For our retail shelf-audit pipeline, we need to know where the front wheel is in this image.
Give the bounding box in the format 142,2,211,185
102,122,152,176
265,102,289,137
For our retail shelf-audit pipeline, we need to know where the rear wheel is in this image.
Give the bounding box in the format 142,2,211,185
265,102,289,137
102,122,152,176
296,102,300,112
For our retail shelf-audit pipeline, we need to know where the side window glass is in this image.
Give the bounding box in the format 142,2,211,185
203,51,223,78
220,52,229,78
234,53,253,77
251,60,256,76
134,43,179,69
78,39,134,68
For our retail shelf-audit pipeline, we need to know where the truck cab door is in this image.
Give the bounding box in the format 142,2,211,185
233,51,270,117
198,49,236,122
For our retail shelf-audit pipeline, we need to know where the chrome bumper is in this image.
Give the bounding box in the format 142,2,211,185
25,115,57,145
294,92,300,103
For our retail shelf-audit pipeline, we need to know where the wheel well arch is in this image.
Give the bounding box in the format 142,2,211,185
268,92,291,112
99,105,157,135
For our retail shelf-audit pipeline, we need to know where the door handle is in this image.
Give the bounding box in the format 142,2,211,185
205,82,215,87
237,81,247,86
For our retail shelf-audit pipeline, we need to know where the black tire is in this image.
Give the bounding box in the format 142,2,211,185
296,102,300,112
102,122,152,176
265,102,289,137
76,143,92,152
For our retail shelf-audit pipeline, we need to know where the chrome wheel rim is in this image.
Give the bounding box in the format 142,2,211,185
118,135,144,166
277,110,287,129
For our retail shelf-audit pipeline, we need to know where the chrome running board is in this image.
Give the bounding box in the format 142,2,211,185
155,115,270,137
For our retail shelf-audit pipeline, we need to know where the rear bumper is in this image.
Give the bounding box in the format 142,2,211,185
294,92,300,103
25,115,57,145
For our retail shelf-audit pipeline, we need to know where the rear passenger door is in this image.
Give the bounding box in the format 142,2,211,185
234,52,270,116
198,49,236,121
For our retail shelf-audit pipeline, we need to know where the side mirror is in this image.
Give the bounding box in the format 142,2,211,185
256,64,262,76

================================

**WORK REQUIRED**: Return every item above verbatim, reproducing each of its lines without any change.

**EXERCISE SOLUTION**:
For our retail shelf-audit pipeline, we need to know where the front wheel is in this image.
Give the bounding box in the format 142,2,211,185
102,122,152,176
265,102,289,137
For our retail shelf-audit pipeline, we need to know where the rear wheel is in this image.
Give the bounding box in the format 142,2,211,185
265,102,289,137
102,122,152,176
296,102,300,112
For our retail shelf-audit pipeline, we need to know where the side window glass is in this image.
Give the bounding box in the format 142,2,211,185
203,51,223,78
220,52,229,78
234,53,253,77
251,60,256,76
134,43,179,69
78,39,134,68
For our retail shelf-audit pipeline, we need to know where the truck cab door is in this image.
Give the bounding box in the format 142,2,211,185
233,51,270,117
198,49,236,122
For our retail shelf-audit pipeline, we need to know where the chrome bumper is in this image.
Give the bounding box in the format 142,2,211,185
25,115,57,145
294,92,300,103
For our retail shelf-audit pipeline, we need to know where the wheel well arch is in this image.
Give the bounding box in the format 142,2,211,185
268,92,291,112
99,105,157,135
For our retail shelf-audit pipeline, we need to know where the door handle is in this image.
Give the bounding box in the format 142,2,211,185
205,82,215,87
237,81,247,86
For our retail shelf-audit pipeline, we need to know where the black tire is in this image.
Give the bounding box in the format 142,2,211,185
296,102,300,112
102,122,152,176
265,102,289,137
76,143,92,152
For our retail shelf-audit pipeline, we need to know where the chrome wheel rim is in this image.
Give the bounding box in the format 142,2,211,185
118,135,144,166
277,110,287,129
For our retail shelf-audit pipeline, we need to know where the chrome running board is in this image.
Give the bounding box in the format 142,2,211,185
155,115,270,137
For our retail shelf-audit pipeline, we need to know where the rear bumper is in this image.
Give the bounding box in the format 142,2,211,185
294,92,300,103
25,115,57,145
For our retail shelf-audit pipeline, we need to know where the rear passenger door is in this image.
Give the bounding box in the format 142,2,211,185
234,52,270,116
198,49,236,121
For our retail shelf-audit pipeline, we need to know where the side mirror is in this image.
Give the bounding box in the format 142,2,211,185
256,64,262,76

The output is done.